As well as his own Katthina ceremony, Bhante also attended those in Wembley and Wolverhampton. Other engagements included Birmingham Council of Faith's AGM, the Birmingham Faith Leaders' Meeting and Civic Mass at St Chad's Cathedral. There the Archbishop, Rt Rev. Vincent Nichols, quoted a recent address by the Pope in which he spoke of the advance of secularism as a frame of mind which 'exaggerates individualism, sunders the essential link between freedom and truth and consequently destroys the mutual bonds which define social living.'

To gaze like the ancient prophets into the visions of night, the Archbishop continued, 'is to see trends of disintegrat-ion, to glimpse the threats to social cohesion and wonder where they could take us. It is to see the aimlessness of life felt so keenly at times, masked by ferocious and excessive 'entertainment', which sometimes disfigures this city.' Echoing recent thinking in the Church, and his own com-plaints in the media, he blamed 'secularism and its accompanying cynicism, that always seeks to corrode the faithful witness of those who live lives of evident virtue. There is something in our society which insists that we seek to bring down the good and exalt only in the tawdry and flawed.' He therefore urged the necessity for those of faith and especially civic leaders to uphold, encourage and maintain faith in the practice of the good. Bhante has now completed his three-day Abhidhamma course in Switzerland and four-day meditation retreat in Belgium. In December he leaves for Singapore and will go from there to attend the World Buddhist Sangha Council in Indonesia. After that he will go on to Penang, where the Myanmar Vihara is celebrating its 200th anniversary with a programme running from before Christmas to the New Year. In March next year he will briefly return to Switzerland. He has also been invited to a seminar in Mexico to mark the 5th anniversary of the Centro Mexicano del Buddhismo Theravada.

# Required task:
In the text about Bhante's engagements, which anniversary is the Myanmar Vihara in Penang celebrating?

# Provided data:
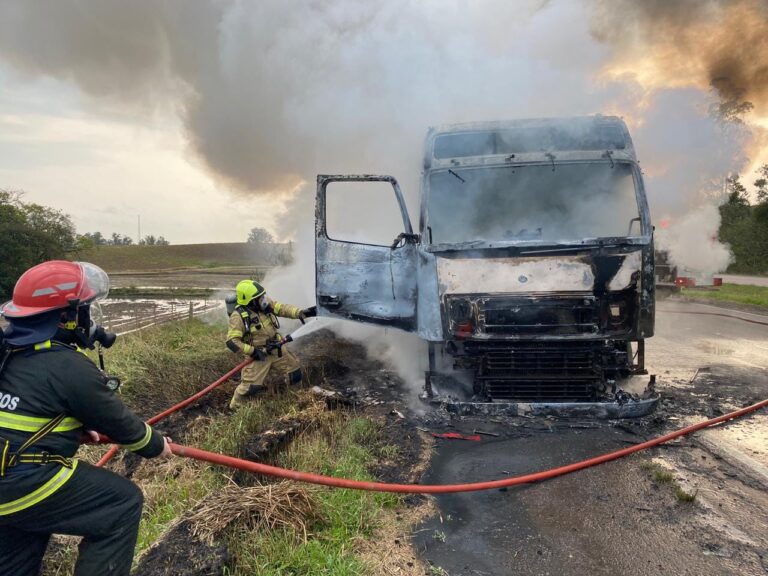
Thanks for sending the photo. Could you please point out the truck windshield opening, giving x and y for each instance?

# Solution:
Its 200th anniversary.